Aim of the exercise →
Could you change "wrist" to "forearm" in the lines that start at the one containing "point at the metal watch strap" and stop after the one containing "<point>279,202</point>", leaving everything else in them as it is?

--------------------------------------------------

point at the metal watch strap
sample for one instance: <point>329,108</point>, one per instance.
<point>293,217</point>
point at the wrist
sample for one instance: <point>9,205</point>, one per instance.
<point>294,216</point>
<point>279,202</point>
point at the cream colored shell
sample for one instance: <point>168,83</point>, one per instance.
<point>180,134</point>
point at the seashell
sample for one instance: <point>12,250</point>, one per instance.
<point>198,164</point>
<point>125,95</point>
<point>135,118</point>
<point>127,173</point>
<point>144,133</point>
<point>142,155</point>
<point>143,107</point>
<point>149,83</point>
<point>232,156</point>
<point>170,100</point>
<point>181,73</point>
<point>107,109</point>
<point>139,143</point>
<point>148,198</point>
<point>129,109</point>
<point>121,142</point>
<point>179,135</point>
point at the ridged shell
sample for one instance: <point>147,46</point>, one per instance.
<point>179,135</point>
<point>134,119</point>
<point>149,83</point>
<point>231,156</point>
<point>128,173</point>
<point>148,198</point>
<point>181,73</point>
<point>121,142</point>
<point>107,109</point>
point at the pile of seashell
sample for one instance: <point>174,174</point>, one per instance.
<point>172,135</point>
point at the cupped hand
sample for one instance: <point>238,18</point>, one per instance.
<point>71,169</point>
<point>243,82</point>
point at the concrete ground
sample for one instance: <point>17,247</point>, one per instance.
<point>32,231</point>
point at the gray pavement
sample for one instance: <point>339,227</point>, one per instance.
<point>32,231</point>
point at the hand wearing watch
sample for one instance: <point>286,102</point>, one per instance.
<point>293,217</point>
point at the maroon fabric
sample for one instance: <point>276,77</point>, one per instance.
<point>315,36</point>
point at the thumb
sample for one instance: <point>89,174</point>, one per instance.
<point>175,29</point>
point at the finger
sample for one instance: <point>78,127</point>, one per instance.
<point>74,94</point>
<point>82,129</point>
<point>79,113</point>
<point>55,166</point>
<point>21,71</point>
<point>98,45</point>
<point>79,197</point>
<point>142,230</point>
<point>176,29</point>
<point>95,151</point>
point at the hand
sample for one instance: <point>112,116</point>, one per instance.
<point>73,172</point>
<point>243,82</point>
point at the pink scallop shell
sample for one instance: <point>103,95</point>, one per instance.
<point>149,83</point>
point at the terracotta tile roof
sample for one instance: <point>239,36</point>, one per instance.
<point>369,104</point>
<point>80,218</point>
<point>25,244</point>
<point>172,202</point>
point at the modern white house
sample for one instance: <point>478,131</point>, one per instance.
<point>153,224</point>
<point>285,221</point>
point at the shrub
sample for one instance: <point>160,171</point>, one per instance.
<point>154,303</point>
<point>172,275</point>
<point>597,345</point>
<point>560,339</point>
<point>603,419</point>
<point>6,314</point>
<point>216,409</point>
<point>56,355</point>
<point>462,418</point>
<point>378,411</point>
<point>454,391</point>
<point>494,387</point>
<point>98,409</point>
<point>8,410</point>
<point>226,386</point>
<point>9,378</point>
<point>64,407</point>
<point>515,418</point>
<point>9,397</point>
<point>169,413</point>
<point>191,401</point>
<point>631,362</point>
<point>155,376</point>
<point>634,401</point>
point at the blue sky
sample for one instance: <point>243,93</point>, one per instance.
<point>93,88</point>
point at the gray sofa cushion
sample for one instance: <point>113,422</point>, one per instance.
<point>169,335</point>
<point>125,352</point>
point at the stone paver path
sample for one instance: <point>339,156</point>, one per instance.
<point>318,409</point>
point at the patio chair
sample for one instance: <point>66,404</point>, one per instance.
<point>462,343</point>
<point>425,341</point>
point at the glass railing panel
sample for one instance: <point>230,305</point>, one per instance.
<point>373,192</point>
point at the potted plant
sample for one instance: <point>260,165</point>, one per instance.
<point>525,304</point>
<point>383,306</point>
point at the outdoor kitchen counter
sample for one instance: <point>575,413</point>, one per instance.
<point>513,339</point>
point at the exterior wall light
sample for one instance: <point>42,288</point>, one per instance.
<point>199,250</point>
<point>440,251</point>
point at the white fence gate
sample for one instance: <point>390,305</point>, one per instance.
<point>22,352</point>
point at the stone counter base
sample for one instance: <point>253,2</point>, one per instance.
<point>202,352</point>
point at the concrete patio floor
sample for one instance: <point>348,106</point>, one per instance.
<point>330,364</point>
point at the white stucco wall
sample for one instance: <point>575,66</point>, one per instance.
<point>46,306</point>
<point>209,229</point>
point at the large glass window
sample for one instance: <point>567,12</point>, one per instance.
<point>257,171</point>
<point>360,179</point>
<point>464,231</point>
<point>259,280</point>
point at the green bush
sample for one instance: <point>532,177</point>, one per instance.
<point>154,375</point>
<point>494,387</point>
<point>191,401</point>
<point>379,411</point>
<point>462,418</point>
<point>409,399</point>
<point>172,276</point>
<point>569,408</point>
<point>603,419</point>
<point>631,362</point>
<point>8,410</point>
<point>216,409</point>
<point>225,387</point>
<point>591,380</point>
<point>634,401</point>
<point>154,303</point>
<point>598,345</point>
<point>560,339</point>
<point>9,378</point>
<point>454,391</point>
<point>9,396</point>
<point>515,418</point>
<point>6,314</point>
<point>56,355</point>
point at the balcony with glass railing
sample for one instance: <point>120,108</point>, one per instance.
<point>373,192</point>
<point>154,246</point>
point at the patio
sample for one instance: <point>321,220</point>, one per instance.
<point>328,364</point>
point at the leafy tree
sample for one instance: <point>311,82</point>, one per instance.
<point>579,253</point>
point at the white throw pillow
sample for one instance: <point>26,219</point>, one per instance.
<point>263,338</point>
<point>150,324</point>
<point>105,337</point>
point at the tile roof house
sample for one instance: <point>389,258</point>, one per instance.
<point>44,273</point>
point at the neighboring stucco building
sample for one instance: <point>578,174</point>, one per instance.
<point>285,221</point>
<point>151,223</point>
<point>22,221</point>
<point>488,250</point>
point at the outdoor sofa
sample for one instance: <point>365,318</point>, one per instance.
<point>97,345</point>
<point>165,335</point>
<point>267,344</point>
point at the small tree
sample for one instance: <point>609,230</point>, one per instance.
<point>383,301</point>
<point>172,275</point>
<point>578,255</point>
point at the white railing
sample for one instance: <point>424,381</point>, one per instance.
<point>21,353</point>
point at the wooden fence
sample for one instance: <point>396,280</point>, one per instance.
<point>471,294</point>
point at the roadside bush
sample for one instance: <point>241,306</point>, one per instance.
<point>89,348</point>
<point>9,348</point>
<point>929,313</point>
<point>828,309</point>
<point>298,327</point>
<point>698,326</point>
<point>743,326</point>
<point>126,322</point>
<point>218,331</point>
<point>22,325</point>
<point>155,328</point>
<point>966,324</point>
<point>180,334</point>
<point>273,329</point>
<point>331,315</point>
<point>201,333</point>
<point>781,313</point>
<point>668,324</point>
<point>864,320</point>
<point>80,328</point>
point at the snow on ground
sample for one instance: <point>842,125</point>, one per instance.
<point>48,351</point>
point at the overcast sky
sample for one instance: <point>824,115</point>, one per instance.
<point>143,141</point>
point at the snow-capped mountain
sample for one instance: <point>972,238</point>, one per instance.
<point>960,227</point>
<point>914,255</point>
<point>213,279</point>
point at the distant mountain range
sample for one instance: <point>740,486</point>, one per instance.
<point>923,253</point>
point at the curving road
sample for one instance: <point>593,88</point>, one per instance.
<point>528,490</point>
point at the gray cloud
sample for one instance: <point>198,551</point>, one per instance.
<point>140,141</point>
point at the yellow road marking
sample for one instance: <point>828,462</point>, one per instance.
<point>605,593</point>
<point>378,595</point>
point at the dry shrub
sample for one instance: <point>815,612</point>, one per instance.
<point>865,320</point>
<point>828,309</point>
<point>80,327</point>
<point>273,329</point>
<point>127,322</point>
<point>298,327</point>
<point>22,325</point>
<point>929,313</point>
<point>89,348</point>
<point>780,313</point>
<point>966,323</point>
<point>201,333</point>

--------------------------------------------------

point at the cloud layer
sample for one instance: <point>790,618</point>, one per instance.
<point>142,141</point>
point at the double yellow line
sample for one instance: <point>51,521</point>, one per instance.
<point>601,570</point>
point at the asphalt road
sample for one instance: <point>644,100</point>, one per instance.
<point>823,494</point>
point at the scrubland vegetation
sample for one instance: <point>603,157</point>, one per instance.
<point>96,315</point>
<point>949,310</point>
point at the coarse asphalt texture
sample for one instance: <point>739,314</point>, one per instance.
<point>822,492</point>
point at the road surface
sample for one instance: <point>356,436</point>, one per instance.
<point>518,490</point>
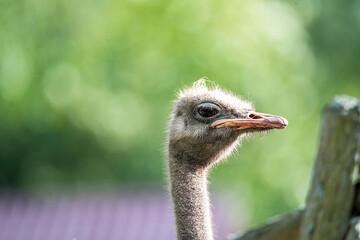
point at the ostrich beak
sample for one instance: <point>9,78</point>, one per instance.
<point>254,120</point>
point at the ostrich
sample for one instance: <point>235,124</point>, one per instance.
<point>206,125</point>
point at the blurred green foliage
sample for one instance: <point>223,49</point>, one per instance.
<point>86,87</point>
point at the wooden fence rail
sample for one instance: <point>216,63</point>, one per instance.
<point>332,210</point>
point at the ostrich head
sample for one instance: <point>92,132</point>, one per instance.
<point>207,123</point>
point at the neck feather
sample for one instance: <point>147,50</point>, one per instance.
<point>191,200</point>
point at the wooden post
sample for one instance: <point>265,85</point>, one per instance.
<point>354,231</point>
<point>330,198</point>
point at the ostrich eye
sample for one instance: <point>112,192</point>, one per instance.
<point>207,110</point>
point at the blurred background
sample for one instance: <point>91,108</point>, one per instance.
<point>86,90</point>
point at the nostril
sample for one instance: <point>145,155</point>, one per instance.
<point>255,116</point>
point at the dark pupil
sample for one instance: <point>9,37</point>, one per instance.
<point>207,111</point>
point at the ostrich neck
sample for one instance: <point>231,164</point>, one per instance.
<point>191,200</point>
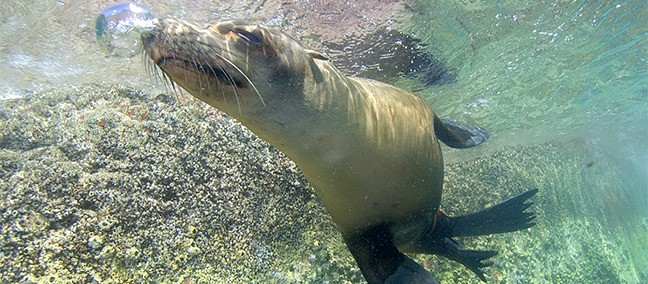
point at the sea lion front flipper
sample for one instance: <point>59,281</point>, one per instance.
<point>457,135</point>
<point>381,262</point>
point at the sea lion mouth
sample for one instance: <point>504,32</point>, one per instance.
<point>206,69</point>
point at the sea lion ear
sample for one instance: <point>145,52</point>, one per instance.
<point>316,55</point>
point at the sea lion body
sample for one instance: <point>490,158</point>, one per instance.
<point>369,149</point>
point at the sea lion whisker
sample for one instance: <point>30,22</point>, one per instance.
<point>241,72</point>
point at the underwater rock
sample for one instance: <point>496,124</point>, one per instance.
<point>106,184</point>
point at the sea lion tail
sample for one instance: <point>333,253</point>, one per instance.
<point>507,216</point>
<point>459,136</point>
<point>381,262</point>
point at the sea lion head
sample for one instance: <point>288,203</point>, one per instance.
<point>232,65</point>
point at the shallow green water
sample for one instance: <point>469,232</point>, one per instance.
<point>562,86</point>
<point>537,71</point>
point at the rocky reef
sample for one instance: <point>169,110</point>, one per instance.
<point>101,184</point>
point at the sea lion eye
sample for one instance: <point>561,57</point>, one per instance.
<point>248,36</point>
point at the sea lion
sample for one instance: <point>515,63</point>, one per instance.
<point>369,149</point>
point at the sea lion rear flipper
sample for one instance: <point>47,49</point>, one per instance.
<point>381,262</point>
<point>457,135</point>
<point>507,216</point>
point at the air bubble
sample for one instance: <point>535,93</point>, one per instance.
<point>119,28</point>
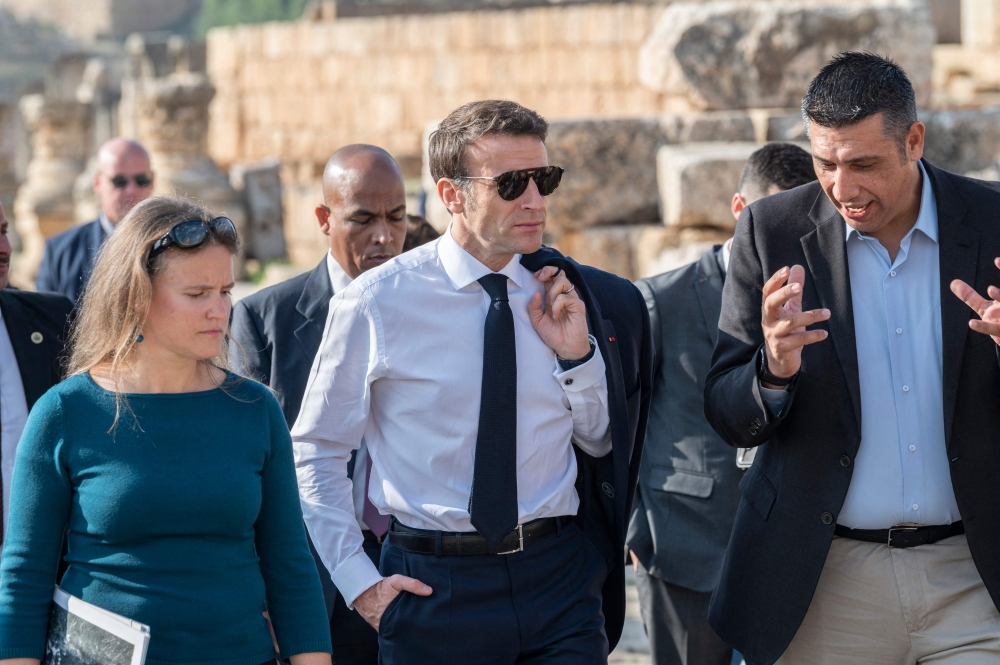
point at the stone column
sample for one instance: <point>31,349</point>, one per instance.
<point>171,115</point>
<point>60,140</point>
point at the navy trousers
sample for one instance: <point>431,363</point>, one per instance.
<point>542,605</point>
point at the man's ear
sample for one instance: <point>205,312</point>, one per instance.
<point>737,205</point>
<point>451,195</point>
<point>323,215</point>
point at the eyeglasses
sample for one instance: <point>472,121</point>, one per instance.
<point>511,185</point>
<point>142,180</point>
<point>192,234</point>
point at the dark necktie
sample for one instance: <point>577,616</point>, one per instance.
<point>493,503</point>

--------------------------------------------------

Output of the task →
point at the metal watch strap
sample for one instance: <point>329,108</point>, one per instance.
<point>293,217</point>
point at the forearm
sample for one instance: <point>9,205</point>, one per instance.
<point>294,216</point>
<point>279,202</point>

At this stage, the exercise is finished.